-- Given records start --

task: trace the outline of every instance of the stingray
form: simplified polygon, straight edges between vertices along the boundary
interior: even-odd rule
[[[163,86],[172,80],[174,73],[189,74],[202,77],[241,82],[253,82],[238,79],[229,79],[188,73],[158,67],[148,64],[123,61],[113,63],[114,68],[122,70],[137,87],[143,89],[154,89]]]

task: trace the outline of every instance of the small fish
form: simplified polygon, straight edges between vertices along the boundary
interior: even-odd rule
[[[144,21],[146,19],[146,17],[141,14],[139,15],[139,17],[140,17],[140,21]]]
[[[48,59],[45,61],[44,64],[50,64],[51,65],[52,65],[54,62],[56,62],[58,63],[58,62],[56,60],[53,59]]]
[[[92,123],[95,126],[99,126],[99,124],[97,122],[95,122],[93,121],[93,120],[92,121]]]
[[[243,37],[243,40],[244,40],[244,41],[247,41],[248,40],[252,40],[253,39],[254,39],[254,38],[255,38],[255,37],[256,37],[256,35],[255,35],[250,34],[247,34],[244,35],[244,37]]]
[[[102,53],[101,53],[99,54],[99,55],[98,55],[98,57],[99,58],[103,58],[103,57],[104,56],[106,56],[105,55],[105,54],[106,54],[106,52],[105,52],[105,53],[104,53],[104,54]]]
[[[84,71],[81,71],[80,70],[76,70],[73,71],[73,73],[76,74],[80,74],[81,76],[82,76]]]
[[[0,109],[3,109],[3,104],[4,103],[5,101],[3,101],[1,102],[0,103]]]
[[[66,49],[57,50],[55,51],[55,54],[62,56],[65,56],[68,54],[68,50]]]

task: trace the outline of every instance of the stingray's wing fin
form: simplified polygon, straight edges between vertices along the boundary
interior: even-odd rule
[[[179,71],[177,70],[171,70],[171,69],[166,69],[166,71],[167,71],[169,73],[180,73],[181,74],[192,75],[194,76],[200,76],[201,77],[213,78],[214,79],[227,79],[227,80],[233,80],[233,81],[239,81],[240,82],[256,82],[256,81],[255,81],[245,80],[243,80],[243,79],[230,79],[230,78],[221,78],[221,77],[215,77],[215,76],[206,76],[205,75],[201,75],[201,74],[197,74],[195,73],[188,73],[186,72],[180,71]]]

-- Given records end --

**Problem details:** Write out every line of the records above, character for character.

**Completed task:**
task: trace the outline of every instance of the stingray
form: simplified polygon, straight edges between vertices along the boundary
interior: even-odd rule
[[[163,86],[172,80],[174,73],[189,74],[202,77],[241,82],[253,82],[238,79],[229,79],[188,73],[158,67],[148,64],[123,61],[113,63],[114,68],[122,70],[137,87],[143,89],[154,89]]]

task: trace the outline of every instance of the small fish
form: simplified polygon, straight edges between vertices along the boundary
interior: even-odd rule
[[[144,21],[146,19],[146,17],[141,14],[139,15],[139,17],[140,17],[140,21]]]
[[[48,59],[45,61],[44,64],[50,64],[51,65],[52,65],[54,62],[56,62],[58,63],[58,62],[56,60],[53,59]]]
[[[92,123],[95,126],[99,126],[99,124],[97,122],[95,122],[93,121],[93,120],[92,121]]]
[[[243,37],[243,40],[244,40],[244,41],[247,41],[248,40],[252,40],[253,39],[254,39],[254,38],[255,38],[255,37],[256,37],[256,35],[255,35],[250,34],[247,34],[244,35],[244,37]]]
[[[102,53],[101,53],[99,54],[99,55],[98,55],[98,57],[99,58],[103,58],[103,57],[104,56],[106,56],[105,55],[105,54],[106,54],[106,52],[105,52],[105,53],[104,53],[104,54]]]
[[[84,71],[81,71],[80,70],[76,70],[73,71],[73,73],[76,74],[80,74],[81,76],[82,76]]]
[[[0,109],[3,109],[3,104],[4,103],[5,101],[3,101],[1,102],[0,103]]]
[[[66,49],[57,50],[55,51],[55,54],[62,56],[65,56],[68,54],[68,50]]]

task: trace the outline of every instance of the stingray's wing fin
form: simplified polygon, straight edges between vertices along the boundary
interior: even-odd rule
[[[179,71],[177,70],[171,70],[171,69],[166,69],[166,71],[167,71],[169,73],[180,73],[181,74],[192,75],[194,76],[200,76],[201,77],[213,78],[214,79],[227,79],[227,80],[233,80],[233,81],[239,81],[240,82],[256,82],[256,81],[255,81],[245,80],[243,80],[243,79],[230,79],[230,78],[221,78],[221,77],[215,77],[215,76],[206,76],[205,75],[201,75],[201,74],[197,74],[195,73],[188,73],[186,72],[180,71]]]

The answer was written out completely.